MATERIAL SHOWN START

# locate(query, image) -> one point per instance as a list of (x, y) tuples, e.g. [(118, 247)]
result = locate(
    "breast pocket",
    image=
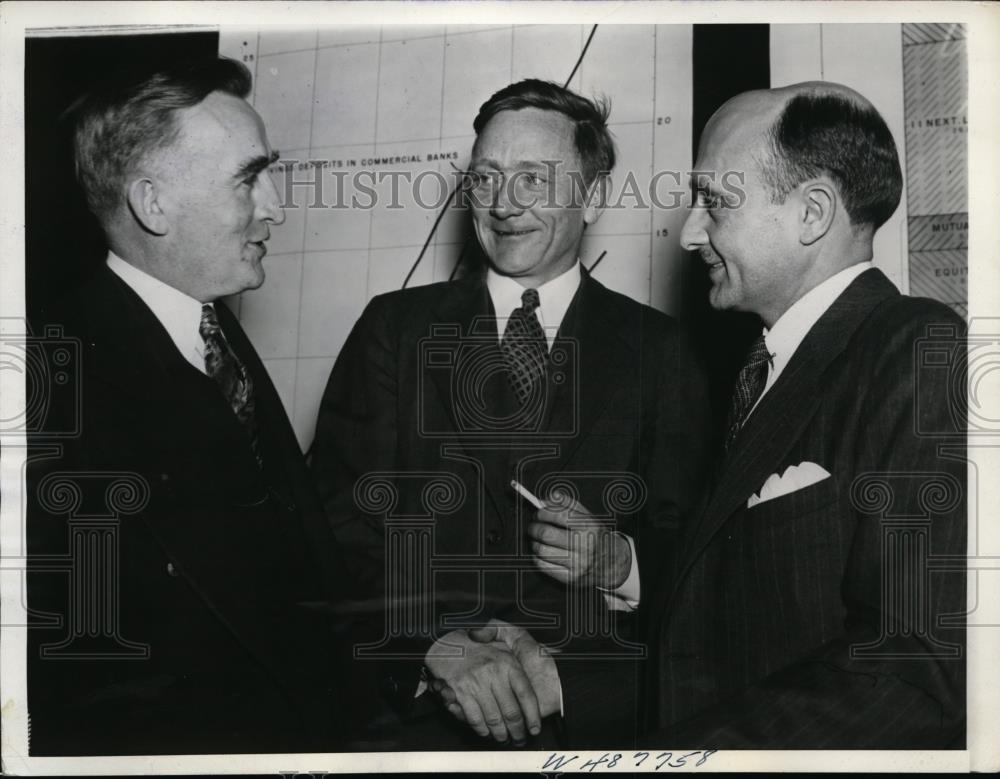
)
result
[(799, 503)]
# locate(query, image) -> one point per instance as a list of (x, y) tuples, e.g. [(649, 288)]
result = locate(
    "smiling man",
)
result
[(821, 599), (531, 371), (218, 537)]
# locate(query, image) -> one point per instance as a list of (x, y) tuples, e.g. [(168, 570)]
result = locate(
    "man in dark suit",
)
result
[(182, 509), (537, 373), (821, 595)]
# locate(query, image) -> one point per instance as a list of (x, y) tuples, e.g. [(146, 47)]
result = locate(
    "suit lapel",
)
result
[(778, 422)]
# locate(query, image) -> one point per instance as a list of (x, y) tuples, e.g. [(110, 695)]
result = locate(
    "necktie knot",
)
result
[(749, 386), (525, 350), (758, 356), (209, 325)]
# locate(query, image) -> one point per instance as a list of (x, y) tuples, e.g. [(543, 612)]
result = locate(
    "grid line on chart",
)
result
[(323, 47)]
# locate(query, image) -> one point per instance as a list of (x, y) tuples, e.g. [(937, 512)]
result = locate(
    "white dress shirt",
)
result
[(179, 314)]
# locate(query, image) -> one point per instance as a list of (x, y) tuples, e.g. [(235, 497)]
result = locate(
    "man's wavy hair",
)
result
[(121, 123), (824, 133), (592, 137)]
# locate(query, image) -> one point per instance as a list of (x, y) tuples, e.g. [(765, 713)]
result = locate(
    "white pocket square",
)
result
[(795, 477)]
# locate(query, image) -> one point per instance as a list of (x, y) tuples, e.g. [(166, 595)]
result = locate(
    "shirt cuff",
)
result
[(625, 597)]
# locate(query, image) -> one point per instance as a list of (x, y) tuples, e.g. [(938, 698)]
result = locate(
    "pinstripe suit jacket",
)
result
[(829, 617)]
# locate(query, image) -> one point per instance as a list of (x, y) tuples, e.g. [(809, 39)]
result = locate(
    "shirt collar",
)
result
[(179, 313), (554, 297), (791, 328)]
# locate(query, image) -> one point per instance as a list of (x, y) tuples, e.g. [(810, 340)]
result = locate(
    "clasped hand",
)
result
[(574, 547), (497, 679)]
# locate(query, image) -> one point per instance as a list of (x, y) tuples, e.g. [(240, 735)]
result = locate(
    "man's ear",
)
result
[(597, 197), (143, 202), (819, 199)]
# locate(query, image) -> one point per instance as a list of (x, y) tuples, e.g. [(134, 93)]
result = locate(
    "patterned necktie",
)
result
[(524, 348), (749, 385), (222, 364)]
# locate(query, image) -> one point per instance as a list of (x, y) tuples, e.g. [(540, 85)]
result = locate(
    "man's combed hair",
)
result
[(830, 134), (121, 123), (592, 136)]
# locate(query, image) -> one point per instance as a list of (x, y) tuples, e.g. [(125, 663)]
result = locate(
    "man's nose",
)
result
[(693, 232), (268, 203)]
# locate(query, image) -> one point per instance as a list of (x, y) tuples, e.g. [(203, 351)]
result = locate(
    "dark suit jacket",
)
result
[(419, 395), (830, 617), (207, 648)]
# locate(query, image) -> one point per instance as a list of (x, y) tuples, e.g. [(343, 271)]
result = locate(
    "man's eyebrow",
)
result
[(257, 164)]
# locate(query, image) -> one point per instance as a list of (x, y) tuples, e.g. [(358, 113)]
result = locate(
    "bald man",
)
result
[(819, 602)]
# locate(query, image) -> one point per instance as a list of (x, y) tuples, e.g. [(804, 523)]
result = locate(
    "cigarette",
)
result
[(524, 493)]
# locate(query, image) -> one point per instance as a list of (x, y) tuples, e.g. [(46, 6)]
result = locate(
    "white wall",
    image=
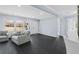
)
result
[(49, 26), (72, 28), (33, 22)]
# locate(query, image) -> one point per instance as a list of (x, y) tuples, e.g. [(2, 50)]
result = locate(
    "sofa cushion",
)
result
[(3, 33), (2, 37)]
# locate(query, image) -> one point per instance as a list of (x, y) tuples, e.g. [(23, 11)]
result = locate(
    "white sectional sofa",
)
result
[(21, 37), (3, 36)]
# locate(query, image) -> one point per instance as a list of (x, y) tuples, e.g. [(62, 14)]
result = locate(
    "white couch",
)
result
[(21, 37), (3, 36)]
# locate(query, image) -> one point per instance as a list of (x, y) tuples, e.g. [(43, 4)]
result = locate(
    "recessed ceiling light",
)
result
[(41, 13), (18, 5)]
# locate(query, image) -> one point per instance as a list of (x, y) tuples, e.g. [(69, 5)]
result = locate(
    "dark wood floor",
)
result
[(39, 44)]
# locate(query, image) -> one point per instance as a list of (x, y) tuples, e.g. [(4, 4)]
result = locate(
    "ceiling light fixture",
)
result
[(18, 5)]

MATERIAL SHOWN END

* [WHAT THE TASK REQUIRES]: Once a line of the records is found to contain "white", copy it out.

* [REPLY TO THE TASK]:
    "white dress shirt",
    "white pocket square",
    "white wall",
    "white sectional sofa",
    "white couch",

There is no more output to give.